TASK OBJECTIVE: Copy out the rows below, starting with the first line and going on through the line containing "point(169, 52)". In your copy, put "pixel positions" wherever "pixel coordinates" appears and leave everything else unchanged.

SOURCE MATERIAL:
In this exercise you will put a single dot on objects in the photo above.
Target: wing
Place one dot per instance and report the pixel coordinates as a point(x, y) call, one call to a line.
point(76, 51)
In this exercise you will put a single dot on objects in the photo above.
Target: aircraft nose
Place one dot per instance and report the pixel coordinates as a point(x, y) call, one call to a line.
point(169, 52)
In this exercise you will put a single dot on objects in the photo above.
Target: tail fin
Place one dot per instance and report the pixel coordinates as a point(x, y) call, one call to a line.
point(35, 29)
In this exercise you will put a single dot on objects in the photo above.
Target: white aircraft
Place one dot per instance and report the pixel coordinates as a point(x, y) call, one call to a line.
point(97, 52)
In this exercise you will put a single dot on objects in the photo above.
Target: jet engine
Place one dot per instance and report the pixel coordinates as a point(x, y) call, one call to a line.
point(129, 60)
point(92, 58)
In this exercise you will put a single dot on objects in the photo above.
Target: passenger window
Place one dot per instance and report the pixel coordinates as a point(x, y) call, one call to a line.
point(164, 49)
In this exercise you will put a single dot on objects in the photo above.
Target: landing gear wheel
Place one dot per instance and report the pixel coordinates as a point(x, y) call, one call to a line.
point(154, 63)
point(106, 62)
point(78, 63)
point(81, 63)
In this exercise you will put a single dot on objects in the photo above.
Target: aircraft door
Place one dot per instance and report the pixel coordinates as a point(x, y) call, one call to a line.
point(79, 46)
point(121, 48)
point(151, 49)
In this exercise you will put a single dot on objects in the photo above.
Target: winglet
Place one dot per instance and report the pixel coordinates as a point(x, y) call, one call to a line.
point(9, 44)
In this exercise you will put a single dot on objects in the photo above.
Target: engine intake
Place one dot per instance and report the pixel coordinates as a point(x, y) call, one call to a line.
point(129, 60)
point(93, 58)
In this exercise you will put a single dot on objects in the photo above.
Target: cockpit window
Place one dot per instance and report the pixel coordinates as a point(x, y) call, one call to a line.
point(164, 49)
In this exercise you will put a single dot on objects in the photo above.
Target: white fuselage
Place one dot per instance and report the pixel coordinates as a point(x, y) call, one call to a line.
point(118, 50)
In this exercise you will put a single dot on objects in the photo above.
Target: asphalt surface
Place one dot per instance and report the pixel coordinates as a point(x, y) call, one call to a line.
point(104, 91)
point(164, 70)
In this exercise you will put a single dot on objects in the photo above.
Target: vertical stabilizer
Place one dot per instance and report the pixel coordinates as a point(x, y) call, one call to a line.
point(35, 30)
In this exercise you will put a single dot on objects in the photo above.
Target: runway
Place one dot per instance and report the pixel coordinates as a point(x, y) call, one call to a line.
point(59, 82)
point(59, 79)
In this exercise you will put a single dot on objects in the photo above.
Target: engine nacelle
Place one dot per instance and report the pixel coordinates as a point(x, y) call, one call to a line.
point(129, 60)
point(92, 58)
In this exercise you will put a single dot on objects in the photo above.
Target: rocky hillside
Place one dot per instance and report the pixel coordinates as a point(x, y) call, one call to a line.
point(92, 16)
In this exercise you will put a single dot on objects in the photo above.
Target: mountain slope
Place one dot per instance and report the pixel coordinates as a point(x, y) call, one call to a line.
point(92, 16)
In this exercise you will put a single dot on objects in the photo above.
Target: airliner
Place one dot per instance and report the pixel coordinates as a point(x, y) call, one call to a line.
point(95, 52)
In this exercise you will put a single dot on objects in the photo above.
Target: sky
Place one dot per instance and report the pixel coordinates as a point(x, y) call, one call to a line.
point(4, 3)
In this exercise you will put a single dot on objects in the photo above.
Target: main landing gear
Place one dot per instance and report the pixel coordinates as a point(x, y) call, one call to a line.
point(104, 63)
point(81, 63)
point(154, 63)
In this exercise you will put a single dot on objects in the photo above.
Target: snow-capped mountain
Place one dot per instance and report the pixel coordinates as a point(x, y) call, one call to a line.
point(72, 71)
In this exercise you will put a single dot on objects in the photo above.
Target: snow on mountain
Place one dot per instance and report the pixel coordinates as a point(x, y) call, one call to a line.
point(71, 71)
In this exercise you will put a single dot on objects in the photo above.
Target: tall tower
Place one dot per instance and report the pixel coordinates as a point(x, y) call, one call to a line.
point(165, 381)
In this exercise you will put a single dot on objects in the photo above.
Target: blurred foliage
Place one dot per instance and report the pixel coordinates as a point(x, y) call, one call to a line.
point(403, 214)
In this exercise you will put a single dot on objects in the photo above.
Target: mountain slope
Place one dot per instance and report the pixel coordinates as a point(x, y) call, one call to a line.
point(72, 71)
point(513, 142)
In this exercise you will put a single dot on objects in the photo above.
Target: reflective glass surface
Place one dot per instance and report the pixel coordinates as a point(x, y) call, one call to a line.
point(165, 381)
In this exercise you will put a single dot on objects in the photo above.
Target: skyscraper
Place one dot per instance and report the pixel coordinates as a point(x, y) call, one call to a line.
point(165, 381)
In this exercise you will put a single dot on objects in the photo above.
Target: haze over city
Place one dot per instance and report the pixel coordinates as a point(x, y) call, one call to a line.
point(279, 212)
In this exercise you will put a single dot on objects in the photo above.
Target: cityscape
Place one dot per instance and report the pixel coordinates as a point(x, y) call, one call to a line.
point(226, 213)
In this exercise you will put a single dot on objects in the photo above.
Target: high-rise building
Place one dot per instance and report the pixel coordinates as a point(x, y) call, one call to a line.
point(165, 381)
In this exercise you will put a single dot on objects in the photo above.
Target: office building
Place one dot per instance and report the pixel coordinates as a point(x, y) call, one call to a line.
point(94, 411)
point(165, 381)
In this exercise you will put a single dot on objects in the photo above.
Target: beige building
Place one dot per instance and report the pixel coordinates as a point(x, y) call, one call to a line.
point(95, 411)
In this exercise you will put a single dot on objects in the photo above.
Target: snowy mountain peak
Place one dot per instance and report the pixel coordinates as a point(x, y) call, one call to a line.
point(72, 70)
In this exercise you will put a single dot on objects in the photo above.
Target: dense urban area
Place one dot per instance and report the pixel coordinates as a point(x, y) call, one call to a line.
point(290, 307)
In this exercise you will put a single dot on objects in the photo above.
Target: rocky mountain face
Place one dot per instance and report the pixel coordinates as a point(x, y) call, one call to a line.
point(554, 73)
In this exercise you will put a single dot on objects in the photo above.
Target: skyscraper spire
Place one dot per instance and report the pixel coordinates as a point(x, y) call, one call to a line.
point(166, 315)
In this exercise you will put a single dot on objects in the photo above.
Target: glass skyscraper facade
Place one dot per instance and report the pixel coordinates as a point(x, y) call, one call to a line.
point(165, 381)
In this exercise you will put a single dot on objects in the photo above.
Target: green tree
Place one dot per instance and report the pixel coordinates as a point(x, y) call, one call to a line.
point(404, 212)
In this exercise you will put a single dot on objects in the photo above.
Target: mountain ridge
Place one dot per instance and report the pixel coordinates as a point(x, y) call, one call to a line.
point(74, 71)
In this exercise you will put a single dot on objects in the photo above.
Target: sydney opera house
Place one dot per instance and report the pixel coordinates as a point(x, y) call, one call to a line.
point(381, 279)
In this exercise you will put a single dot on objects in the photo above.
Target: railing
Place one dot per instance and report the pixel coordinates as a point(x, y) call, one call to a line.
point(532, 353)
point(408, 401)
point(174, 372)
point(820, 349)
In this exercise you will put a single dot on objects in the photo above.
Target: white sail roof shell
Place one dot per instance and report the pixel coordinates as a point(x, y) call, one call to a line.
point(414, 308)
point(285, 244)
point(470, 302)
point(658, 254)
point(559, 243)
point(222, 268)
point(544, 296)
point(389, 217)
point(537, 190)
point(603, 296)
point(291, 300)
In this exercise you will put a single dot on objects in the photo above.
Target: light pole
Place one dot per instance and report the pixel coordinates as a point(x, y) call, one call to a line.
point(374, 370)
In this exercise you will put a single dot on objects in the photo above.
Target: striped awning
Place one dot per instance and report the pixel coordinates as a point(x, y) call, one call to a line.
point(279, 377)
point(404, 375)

RESULT OF THIS EXERCISE:
In this exercise you will put a single dot on objects in the photo above.
Target: wing
Place one dot per instance and report the pixel positions as a point(x, y) call, one call to a line.
point(76, 51)
In this exercise you will put a single dot on objects in the photo above.
Target: aircraft nose
Place one dot per instance and report the pixel positions as a point(x, y) call, one call to a line.
point(169, 52)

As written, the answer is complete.